:: Record excerpts ::
[Start of Attachment]

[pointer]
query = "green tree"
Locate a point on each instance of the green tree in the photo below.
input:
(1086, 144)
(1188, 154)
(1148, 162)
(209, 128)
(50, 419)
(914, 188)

[End of Attachment]

:: What to produce ::
Copy out all of the listing, exactly as it reads.

:: Solution below ::
[pointer]
query = "green tree"
Locate a point on each instance of the green tree in the photo below.
input:
(1086, 144)
(1188, 154)
(1148, 162)
(209, 128)
(50, 419)
(914, 188)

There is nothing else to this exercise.